-------- TEXT PASSAGE --------

Deutsche Courage: The Boundary-Breaking Minds Behind Experimental German Music
Out on a limb and working in isolation, the finest minds behind experimental German music in the 60s and 70s left a world-changing legacy.
Thanks in large part to Kraftwerk’s weighty influence on synth-pop, hip-hop, and subsequent strains of dance music, German music has long since overturned the preconceptions that initially (and insultingly) went with the territory. Nevertheless, in certain quarters there is still a bewildering inclination to lump it all together. The common ground between, say, Scorpions and Faust is negligible at best, but the despised appellation “krautrock” did little to encourage the expectation of stylistic diversity. (Faust, cheeringly, up-ended the term with their sarcastically monomaniacal “Krautrock,” from the 1973 album Faust IV.)
It’s perhaps fairest to suggest that the minds behind the most experimental German music in the transitional period between 1967 and 1976 shared a commonality of purpose. Out on a limb, and largely working in isolation from each other, they were nevertheless unified by a compulsion to forge ahead, to experiment with modes and means of expression, and consequently to establish an entirely new milieu. In so doing, they were tacitly seceding from the American and British rock, pop and soul archetypes that had previously held sway.

-------- STORED DATA --------

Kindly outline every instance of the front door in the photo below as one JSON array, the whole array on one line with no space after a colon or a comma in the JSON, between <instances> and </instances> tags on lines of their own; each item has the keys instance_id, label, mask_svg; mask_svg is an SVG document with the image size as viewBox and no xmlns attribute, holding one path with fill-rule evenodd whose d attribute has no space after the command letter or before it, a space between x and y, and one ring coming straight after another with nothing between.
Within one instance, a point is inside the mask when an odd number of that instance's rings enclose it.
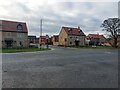
<instances>
[{"instance_id":1,"label":"front door","mask_svg":"<svg viewBox=\"0 0 120 90\"><path fill-rule=\"evenodd\" d=\"M10 38L5 39L5 44L7 48L12 47L13 39L10 39Z\"/></svg>"},{"instance_id":2,"label":"front door","mask_svg":"<svg viewBox=\"0 0 120 90\"><path fill-rule=\"evenodd\" d=\"M79 41L75 40L75 46L79 46Z\"/></svg>"}]
</instances>

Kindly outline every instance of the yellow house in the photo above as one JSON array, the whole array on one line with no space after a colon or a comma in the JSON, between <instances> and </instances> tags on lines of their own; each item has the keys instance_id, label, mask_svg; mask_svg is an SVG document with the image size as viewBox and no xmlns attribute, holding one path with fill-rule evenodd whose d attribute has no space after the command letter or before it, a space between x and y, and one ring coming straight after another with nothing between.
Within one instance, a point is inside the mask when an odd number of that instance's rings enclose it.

--------

■ REQUIREMENTS ■
1. Rewrite the paragraph of the article on experimental German music that begins "It’s perhaps fairest to suggest" as a short bulleted list, keeping its main facts.
2. Resume the article on experimental German music after its final sentence.
The records are not needed here.

■ TASK ANSWERS ■
1.
- The most experimental German musicians of the transitional period from 1967 to 1976 shared a common purpose.
- They worked out on a limb, largely in isolation from one another.
- They were united by a drive to forge ahead, to experiment with modes and means of expression, and to establish an entirely new milieu.
- In doing so, they tacitly broke away from the American and British rock, pop, and soul archetypes that had previously held sway.

2.
That said, there were certain British and American totems whose influence fed directly into the development of Germany’s new music. Pink Floyd’s solemn galactic bleeps echoed right across the kosmische firmament; Jimi Hendrix’s sonic boldness heralded revolution, even if his scorching flamboyance found little purchase in the broader context of drone-based minimalism; and Frank Zappa’s subversive cynicism chimed with then-prevalent student insurrection – much to his distaste.
Amon Düül
Tellingly, appearing alongside Frank Zappa & The Mothers Of Invention at the Internationale Essener Songtage festival in Essen, in September 1968, were three pivotal new German bands who pointed towards the future of German music: Amon Düül, Tangerine Dream and Guru Guru. The first of these were a loose collective, living communally in a house in Munich and intermittently flailing away at instruments. Their fitful, floating line-up included relatively accomplished players and some decidedly less competent accompanists whose presence represented a political or artistic gesture: as a result, the group unavoidably split into factions.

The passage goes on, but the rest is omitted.